=== Task inputs ===

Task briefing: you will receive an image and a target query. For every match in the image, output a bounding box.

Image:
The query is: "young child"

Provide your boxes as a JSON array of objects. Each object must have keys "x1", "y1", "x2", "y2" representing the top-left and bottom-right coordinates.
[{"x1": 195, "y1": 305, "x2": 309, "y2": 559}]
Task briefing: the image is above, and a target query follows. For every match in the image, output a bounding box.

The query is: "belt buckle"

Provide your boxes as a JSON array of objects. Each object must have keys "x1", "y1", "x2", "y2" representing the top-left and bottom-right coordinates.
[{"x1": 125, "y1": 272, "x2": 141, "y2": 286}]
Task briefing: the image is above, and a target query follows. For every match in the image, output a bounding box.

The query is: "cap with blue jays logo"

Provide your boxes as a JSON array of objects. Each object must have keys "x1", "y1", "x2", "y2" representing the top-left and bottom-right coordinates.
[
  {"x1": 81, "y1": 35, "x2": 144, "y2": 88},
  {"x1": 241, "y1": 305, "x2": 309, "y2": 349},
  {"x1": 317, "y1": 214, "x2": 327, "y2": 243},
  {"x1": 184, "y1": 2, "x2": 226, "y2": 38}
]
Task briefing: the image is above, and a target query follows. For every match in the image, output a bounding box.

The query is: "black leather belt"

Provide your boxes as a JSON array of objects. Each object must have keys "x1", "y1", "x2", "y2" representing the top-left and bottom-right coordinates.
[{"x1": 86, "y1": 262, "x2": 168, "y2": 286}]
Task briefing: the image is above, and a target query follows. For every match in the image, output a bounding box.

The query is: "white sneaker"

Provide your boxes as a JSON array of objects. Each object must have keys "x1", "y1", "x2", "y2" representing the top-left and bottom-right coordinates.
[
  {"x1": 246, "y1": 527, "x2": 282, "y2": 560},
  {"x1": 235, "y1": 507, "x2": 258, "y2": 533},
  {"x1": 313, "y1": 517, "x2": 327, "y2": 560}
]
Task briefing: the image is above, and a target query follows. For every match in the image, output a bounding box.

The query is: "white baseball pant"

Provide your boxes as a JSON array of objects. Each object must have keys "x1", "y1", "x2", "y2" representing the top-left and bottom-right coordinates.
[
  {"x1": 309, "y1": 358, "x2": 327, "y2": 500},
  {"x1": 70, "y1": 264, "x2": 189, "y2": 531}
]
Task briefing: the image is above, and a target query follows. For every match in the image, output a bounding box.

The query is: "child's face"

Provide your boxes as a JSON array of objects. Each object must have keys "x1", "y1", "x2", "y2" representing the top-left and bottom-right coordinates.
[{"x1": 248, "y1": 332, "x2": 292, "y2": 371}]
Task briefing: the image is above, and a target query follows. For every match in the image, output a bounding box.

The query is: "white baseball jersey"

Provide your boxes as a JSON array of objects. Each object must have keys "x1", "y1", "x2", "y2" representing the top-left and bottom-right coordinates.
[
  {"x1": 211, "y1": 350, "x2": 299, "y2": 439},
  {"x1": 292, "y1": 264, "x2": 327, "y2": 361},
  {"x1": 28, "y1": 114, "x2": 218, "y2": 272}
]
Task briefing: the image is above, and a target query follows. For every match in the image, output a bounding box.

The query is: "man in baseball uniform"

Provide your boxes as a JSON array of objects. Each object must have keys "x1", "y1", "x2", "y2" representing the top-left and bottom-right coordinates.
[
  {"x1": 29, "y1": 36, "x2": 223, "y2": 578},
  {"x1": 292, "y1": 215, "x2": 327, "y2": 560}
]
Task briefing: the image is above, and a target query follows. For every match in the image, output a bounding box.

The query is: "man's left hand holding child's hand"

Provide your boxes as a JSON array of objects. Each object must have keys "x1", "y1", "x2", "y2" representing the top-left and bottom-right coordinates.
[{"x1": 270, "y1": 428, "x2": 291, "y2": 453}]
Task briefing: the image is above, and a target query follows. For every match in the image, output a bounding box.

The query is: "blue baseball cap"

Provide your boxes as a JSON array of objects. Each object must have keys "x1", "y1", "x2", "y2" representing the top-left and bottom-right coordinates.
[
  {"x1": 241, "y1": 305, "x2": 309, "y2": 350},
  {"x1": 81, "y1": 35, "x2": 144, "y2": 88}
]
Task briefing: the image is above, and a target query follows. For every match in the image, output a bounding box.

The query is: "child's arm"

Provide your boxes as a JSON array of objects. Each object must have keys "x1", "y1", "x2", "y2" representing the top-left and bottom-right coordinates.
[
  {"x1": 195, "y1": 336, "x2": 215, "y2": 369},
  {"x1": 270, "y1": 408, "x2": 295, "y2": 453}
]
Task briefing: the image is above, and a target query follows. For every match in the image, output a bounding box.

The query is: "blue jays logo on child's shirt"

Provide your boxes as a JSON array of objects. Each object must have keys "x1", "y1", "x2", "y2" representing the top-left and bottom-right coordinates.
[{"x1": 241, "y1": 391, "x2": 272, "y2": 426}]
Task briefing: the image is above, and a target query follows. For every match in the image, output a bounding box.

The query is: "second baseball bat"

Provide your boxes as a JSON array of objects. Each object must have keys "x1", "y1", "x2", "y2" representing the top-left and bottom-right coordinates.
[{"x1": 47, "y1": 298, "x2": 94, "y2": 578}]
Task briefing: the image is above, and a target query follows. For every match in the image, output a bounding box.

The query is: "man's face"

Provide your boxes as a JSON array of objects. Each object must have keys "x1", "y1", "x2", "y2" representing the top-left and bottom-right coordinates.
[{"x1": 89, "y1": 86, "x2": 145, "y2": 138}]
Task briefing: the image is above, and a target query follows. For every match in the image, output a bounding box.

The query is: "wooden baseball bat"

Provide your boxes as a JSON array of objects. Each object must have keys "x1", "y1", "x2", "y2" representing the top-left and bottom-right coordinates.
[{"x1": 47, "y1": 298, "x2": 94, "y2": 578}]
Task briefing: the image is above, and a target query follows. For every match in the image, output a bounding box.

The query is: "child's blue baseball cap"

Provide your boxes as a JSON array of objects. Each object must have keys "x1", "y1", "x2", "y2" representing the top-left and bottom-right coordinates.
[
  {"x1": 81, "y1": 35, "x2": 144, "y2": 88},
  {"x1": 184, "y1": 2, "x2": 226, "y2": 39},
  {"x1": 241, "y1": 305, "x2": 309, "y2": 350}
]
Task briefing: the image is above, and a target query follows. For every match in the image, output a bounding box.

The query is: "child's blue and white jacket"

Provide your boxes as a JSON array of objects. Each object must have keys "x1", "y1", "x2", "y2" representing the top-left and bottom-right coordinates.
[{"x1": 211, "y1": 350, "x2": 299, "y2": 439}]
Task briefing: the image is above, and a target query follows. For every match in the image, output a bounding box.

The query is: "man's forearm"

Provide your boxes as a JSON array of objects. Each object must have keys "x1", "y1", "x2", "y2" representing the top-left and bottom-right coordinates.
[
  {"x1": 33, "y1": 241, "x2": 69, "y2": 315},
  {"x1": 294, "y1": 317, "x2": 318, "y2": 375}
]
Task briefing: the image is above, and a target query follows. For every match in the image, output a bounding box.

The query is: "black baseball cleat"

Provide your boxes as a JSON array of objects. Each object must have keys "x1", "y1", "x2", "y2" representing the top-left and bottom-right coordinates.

===

How many lines in the data above contain the string "blue"? Reply with the number alone.

5